Exercise objective:
Output all of the entries below precisely as written.

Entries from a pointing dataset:
--

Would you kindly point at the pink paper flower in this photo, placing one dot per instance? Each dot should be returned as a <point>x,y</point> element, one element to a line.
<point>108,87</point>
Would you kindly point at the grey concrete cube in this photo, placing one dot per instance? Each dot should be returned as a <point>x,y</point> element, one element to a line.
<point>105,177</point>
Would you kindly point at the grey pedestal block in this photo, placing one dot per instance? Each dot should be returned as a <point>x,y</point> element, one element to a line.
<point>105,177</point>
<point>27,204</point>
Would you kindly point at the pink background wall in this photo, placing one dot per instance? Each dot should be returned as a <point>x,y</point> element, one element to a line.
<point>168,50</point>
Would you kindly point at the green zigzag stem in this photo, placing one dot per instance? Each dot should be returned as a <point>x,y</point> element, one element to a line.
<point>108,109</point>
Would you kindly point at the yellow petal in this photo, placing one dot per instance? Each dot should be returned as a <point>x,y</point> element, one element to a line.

--

Written response:
Would you kindly point at the pink paper flower in this photo, placing one dot per instance? Each dot should be returned as a <point>x,y</point> element, one element to a line.
<point>108,87</point>
Would you kindly point at the grey concrete cube in this photo, placing one dot per instance? Each dot should be returned as a <point>x,y</point> element, one element to a line.
<point>105,177</point>
Would you kindly point at the grey pedestal block in this photo, placing one dot per instance? Each dot should be returned as a <point>x,y</point> element, one element to a line.
<point>105,177</point>
<point>27,204</point>
Would you kindly point at the pink background wall in this photo, placing one dot per instance? Each dot should be returned as a <point>x,y</point> element, one element to a line.
<point>168,50</point>
Would you kindly point at the green zigzag stem in this photo, placing one dot per instance? Each dot should be returned as a <point>x,y</point> element, one element to a line.
<point>108,109</point>
Would you kindly point at the yellow petal in this photo, placing one dot per instance? Each dot should be returned as a <point>x,y</point> element, one element to a line.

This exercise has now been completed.